» AIM 1:
Locate each line of the records that contains the string "boat" and copy those lines. Case counts.

17. Modules and Namespaces
ES6 Modules
// user.ts - Named exports
export interface User {
id: string;
name: string;
email: string;
}
export class UserService {
getUser(id: string): User {
// Implementation
return {} as User;
}
}
export const DEFAULT_USER: User = {
id: "0",
name: "Guest",
email: "guest@example.com"
};
// Default export
export default class Database {
connect(): void {
console.log("Connected to database");
}
}
// main.ts - Importing
import Database from './user'; // Default import
import { User, UserService, DEFAULT_USER } from './user'; // Named imports
import * as UserModule from './user'; // Namespace import
import { User as UserType } from './user'; // Aliased import
// Re-exporting
export { User, UserService } from './user';
export { default as Database } from './user';
Module Resolution
// tsconfig.json module resolution
{
"compilerOptions": {
"moduleResolution": "node",
"baseUrl": "./src",
"paths": {
"@/*": ["*"],
"@/components/*": ["components/*"],
"@/utils/*": ["utils/*"]
}
}
}
// Using path mapping
import { Button } from '@/components/Button';
import { formatDate } from '@/utils/date';
// Ambient modules for third-party libraries
declare module "my-library" {
export function doSomething(): void;
export interface Config {
apiKey: string;
}
}
// Global augmentation
declare global {
interface Window {
myCustomProperty: string;
}
}
window.myCustomProperty = "Hello";
Namespaces
// Internal namespaces
namespace Geometry {
export interface Point {
x: number;
y: number;
}
export class Circle {
constructor(public center: Point, public radius: number) {}
area(): number {
return Math.PI * this.radius ** 2;
}
}
export namespace Utils {
export function distance(p1: Point, p2: Point): number {
return Math.sqrt((p2.x - p1.x) ** 2 + (p2.y - p1.y) ** 2);
}
}
}
// Using namespaces
const point: Geometry.Point = { x: 0, y: 0 };
const circle = new Geometry.Circle(point, 5);
const dist = Geometry.Utils.distance(point, { x: 3, y: 4 });
// Namespace merging
namespace Animals {
export class Dog {
breed: string = "";
}
}
namespace Animals {
export class Cat extends Dog {
meow(): void {
console.log("Meow!");
}
}
}
// Both Dog and Cat are available
const dog = new Animals.Dog();
const cat = new Animals.Cat();
18. Decorators
Class Decorators
// Enable decorators in tsconfig.json
{
"compilerOptions": {
"experimentalDecorators": true,
"emitDecoratorMetadata": true
}
}
// Class decorator
function Entity(tableName: string) {
return function <T extends { new (...args: any[]): {} }>(constructor: T) {
return class extends constructor {
tableName = tableName;
};
};
}
@Entity("users")
class User {
id: number = 0;
name: string = "";
}
const user = new User();
console.log((user as any).tableName); // "users"
// Multiple decorators
function Timestamped<T extends { new (...args: any[]): {} }>(constructor: T) {
return class extends constructor {
createdAt = new Date();
updatedAt = new Date();
};
}
@Entity("posts")

» DATA SHOWN:
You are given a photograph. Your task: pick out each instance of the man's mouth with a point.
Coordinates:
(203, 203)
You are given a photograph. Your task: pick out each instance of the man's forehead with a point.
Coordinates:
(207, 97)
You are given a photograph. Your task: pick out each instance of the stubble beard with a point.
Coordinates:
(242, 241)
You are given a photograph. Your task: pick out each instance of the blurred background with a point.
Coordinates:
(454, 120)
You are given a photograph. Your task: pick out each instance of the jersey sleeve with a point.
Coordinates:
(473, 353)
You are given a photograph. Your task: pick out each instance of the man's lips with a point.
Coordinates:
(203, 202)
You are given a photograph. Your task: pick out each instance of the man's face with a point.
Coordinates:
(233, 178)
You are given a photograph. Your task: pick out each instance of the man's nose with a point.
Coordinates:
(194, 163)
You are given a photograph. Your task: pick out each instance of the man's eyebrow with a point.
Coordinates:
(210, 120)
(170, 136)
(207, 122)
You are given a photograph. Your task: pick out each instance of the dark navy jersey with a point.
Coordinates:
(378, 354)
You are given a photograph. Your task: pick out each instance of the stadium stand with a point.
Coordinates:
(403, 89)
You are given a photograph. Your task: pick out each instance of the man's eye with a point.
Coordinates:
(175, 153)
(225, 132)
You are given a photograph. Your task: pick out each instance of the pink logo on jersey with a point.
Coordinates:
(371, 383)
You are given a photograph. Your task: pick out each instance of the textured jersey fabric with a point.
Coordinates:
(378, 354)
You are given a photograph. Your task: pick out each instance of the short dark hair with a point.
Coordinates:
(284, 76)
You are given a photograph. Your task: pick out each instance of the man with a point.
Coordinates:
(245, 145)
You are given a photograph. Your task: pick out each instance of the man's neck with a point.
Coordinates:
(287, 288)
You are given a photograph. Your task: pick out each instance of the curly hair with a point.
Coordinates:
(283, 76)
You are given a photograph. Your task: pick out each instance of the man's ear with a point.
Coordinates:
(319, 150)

---

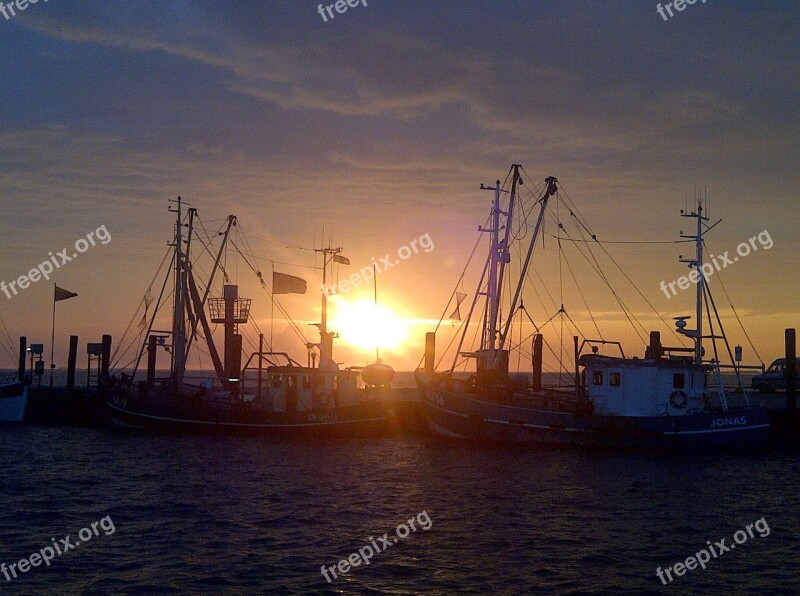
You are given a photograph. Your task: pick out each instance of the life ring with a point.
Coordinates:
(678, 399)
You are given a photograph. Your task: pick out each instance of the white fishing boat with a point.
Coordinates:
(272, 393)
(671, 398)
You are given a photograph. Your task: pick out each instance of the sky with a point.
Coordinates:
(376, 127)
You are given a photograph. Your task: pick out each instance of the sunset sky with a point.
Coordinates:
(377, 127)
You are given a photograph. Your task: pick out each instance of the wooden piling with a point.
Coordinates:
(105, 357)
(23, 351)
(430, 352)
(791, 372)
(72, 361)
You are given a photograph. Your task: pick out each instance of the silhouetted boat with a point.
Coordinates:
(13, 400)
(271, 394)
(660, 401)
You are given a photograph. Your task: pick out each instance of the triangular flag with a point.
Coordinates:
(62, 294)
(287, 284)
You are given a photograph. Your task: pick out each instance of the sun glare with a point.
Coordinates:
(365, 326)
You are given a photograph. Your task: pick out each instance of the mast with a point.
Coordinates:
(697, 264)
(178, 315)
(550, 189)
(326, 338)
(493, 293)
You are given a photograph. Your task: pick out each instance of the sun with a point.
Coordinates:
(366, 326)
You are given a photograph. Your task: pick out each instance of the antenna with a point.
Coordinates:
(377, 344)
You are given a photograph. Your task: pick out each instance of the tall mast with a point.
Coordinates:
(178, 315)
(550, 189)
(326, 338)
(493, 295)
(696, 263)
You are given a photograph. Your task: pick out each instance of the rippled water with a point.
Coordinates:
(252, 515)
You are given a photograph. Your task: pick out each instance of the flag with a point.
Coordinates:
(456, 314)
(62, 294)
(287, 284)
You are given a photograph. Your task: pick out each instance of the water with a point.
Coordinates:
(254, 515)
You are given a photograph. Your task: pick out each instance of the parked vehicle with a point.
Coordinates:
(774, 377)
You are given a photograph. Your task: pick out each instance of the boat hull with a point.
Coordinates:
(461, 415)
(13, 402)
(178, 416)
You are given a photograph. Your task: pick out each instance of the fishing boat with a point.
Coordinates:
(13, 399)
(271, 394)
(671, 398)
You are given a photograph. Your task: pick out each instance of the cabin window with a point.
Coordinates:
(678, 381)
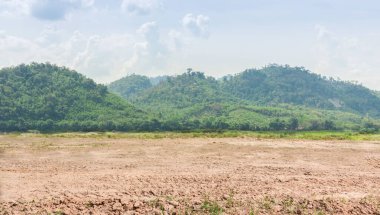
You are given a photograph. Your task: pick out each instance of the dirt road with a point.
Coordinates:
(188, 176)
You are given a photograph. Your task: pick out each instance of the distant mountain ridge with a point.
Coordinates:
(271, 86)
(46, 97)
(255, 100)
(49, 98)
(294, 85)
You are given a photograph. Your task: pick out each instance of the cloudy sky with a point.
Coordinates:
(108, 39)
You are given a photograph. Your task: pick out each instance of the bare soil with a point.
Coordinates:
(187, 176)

» AIM 2:
In the TypeScript page, what value is given to "moduleResolution" in the tsconfig.json example?

» COMPLETE ANSWER 1:
You are given a photograph. Your task: pick out each instance of the white fishing boat with a point.
You are given a photograph. Your task: pick out each instance of the silhouetted boat with a point.
You are given a photograph. Your task: pick out each instance of the boat hull with a point.
You are given a photograph. Your task: pick out each instance of the fishing boat with a point.

» COMPLETE ANSWER 2:
"node"